● **Excerpted records**:
>>>

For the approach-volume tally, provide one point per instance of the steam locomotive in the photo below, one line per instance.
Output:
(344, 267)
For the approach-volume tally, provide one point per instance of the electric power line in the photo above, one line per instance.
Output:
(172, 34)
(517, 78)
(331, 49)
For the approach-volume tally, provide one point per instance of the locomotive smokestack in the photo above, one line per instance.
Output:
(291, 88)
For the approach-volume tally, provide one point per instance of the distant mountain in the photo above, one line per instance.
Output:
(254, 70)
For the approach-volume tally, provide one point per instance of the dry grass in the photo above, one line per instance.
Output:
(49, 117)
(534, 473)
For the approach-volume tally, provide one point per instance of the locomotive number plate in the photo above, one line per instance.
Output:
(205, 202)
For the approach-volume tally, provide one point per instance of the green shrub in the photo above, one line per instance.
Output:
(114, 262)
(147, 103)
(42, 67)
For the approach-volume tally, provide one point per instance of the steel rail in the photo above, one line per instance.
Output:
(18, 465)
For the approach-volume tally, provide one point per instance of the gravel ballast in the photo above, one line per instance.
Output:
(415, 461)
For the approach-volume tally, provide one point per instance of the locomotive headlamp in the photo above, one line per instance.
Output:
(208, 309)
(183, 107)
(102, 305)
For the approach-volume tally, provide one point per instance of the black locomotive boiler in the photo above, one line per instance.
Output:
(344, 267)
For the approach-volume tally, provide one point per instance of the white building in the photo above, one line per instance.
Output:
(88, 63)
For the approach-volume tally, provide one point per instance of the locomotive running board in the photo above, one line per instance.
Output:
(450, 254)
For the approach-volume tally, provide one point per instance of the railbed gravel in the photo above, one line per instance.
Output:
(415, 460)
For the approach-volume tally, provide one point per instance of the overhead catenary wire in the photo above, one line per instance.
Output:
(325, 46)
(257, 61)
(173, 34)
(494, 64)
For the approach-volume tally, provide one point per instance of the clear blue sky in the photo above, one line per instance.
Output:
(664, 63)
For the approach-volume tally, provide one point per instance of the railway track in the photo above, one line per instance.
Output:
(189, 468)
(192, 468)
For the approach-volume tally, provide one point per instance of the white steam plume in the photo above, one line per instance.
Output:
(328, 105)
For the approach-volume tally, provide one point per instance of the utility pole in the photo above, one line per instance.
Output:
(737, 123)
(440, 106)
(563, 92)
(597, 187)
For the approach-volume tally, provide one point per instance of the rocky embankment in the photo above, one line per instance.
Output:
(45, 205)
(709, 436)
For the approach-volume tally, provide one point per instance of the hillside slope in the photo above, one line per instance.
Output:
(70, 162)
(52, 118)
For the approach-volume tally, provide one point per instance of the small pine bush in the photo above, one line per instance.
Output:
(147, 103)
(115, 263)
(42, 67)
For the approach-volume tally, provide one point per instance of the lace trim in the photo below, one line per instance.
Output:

<<<

Every record must appear in the answer exactly as it does above.

For the approach-volume tally, provide one point per instance of the steam locomotive in the photo below, one line per instance.
Output:
(344, 267)
For the approach-volume tally, provide one point per instance of the electric power line in the photo above, one line per instance.
Output:
(172, 34)
(517, 78)
(331, 49)
For the approach-volume tally, provide one point per instance of the locomotive smokestack in the photo above, one line per instance.
Output:
(291, 88)
For the approach-volume tally, provide one point per instance of the distant mountain in the photo above, one line per instance.
Output:
(254, 70)
For the approach-volume tally, provide one point per instance of the dry grass in the photo above, one line per instance.
Output:
(49, 117)
(534, 473)
For the approach-volume tally, provide one point per instance of the locomotive number plate in the photo above, one line per instance.
Output:
(205, 202)
For the approach-volume tally, provide one point per instance of the green shrub in the photo above, one line per instance.
Output:
(114, 262)
(147, 103)
(42, 67)
For the approach-volume tally, provide one point per instance of the steel rail in the photo above, one line per instance.
Output:
(18, 465)
For the approach-volume tally, provide one point per instance of the gravel ballast in the photo above, one line per instance.
Output:
(415, 461)
For the approach-volume tally, provide one point per instance of the locomotive headlamp in the photo above, one line per instance.
Output:
(208, 309)
(183, 107)
(102, 305)
For the approach-volume tally, provide one point per instance of the black locomotive boiler in the photo above, one line per instance.
Output:
(344, 267)
For the approach-volume tally, provide one point per instance of the white building in the photo above, one line per instance.
Output:
(88, 63)
For the approach-volume tally, provide one point per instance of the locomotive running board in the photo above, one line per instance.
Output:
(450, 254)
For the approach-volume tally, provide one point per instance of the railbed gravel in the photo above, one line per instance.
Output:
(415, 460)
For the approach-volume tally, provide one point per instance of the overhead catenary wire in the photo above, one line per instance.
Output:
(325, 46)
(257, 61)
(173, 34)
(494, 64)
For the approach-volume tally, provide one point per instance of the clear blue sky in the photo above, one line per instance.
Output:
(664, 63)
For the approach-volume tally, provide one point per instance of the railway track in the photo above, one line per instance.
Output:
(189, 468)
(192, 468)
For the approach-volume tally, provide one point per instance of the white steam plume in the photo above, one line per instance.
Output:
(328, 105)
For the approach-volume tally, provide one point per instance of the utility pole in the photo above, one line per instance.
Output:
(737, 123)
(440, 106)
(563, 92)
(597, 187)
For the approach-volume tally, provide one point per instance of the rocky embankment in the photo above, one line per instance.
Output:
(45, 205)
(709, 436)
For the approach-volume tally, provide one point per instance of the hillside slope in the photo above, one line per instance.
Output:
(70, 162)
(52, 118)
For the approach-volume tally, provide one point per instance of the small pine bush in the photo above, one line per instance.
Output:
(147, 103)
(115, 263)
(42, 67)
For the approach-volume tally, provide one point per instance of the lace trim in the photo below, one line per instance.
Output:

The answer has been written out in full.